---------- Quoted passage ----------

Except it literally is life or death in the case of withdrawal. Those who are addicted things like like heroin, or even have a severe enough addiction to alcohol can die once they’re in a certain part of the withdrawal process.
And just because prison was the rock bottom that some addicts needed to reform doesn’t mean it’s the best option. Honestly prison is one of the worst possible options because it leads to a positive feedback loop of criminality. Addicts are automatically labeled as criminals on arrest and then have to fight against that stigma for the rest of their life. So of course they’d do things like turn back to crime, because their options are automatically limited on arrest.
I won’t sit here and act like I have all of the solutions. I don’t have all of the solutions and I’m just some guy. But so long as addiction is seen as a criminal offense we will fail addicts every single time. We need the large scale social programs Finland has currently along with a strong re-evaluation of how to handle drug related crimes.
The replacement drugs only work with someone inside the system. There are a lot of people outside of or at odds with the system because of how it levies criminality against addicts. And again: criminality that is automatically assumed acts as a positive feedback loop leading to addicts committing legitimate crime.
I’m not familiar with Finnish prisons. I’ve been told that they’re better than US prisons and I definitely believe that much. But still, someone with an issue of addiction shouldn’t be going to prison at all in the first place. That was the main point I was trying to make there.
And I’m not advocating for anything like free drugs. What I’m advocating for is a more psychological approach to handing addiction. Addiction itself is a psychological disease, and it needs to be treated like that. Not like it’s some sort of moral failure: like the system insists upon.
I do not think we will find consensus on this, so this is where I’ll take my leave.

---------- Extracted records ----------

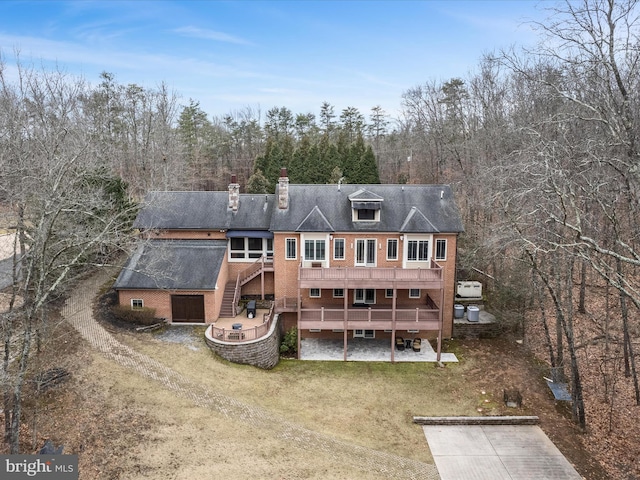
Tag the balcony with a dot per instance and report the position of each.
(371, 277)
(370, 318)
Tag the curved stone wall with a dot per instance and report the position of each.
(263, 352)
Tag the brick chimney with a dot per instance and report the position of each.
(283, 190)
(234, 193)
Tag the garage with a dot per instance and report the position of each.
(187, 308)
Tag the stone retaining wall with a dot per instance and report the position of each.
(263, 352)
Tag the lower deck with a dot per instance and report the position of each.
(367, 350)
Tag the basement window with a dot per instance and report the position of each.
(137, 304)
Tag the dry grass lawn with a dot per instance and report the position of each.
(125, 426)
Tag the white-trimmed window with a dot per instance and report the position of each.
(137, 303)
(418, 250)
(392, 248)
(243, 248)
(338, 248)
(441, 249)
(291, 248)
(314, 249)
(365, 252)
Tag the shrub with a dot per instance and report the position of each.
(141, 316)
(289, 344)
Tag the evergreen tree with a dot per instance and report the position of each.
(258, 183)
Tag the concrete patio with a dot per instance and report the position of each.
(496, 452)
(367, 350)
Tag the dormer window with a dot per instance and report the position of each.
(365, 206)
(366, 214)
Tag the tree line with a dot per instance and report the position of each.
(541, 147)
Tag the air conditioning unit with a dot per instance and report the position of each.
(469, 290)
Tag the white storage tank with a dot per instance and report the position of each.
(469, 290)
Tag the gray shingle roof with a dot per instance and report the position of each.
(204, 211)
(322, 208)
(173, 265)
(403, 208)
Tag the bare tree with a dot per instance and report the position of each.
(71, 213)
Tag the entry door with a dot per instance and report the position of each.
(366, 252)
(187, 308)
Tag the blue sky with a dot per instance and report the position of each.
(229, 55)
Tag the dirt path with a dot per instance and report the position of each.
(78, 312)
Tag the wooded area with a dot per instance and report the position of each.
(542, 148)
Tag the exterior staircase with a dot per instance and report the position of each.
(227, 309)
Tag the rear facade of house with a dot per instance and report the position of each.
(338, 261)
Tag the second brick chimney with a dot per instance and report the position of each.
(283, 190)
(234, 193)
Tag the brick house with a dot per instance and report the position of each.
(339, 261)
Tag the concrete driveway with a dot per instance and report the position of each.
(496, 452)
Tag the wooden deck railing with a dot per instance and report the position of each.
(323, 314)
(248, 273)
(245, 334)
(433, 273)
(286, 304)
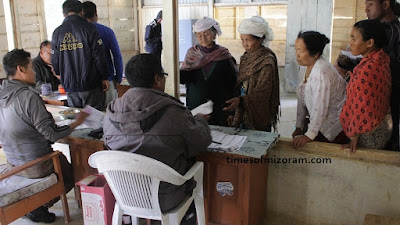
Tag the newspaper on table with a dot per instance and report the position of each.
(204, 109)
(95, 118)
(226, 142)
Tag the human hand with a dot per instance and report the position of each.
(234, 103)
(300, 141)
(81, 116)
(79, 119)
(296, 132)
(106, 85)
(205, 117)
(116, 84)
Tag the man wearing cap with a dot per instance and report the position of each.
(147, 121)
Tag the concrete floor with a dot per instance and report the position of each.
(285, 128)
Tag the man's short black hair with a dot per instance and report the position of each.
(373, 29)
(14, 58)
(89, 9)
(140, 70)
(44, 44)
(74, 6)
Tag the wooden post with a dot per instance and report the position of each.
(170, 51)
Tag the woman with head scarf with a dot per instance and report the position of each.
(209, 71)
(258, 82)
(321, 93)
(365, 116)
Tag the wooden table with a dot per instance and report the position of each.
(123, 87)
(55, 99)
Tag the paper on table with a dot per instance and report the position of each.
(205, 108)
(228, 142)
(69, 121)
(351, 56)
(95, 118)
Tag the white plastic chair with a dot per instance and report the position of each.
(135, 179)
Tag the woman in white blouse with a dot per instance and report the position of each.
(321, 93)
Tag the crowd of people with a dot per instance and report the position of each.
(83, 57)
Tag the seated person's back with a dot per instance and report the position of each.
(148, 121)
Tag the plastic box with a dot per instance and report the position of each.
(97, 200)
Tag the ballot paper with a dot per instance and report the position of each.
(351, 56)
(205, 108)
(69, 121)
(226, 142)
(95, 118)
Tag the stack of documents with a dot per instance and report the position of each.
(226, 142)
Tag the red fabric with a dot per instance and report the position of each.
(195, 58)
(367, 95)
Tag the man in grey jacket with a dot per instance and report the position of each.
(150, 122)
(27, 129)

----------

From the comment on addiction and prison above, copy word for word the part starting with "And just because" and going on through "drug related crimes.".

**Result of this task**
And just because prison was the rock bottom that some addicts needed to reform doesn’t mean it’s the best option. Honestly prison is one of the worst possible options because it leads to a positive feedback loop of criminality. Addicts are automatically labeled as criminals on arrest and then have to fight against that stigma for the rest of their life. So of course they’d do things like turn back to crime, because their options are automatically limited on arrest.
I won’t sit here and act like I have all of the solutions. I don’t have all of the solutions and I’m just some guy. But so long as addiction is seen as a criminal offense we will fail addicts every single time. We need the large scale social programs Finland has currently along with a strong re-evaluation of how to handle drug related crimes.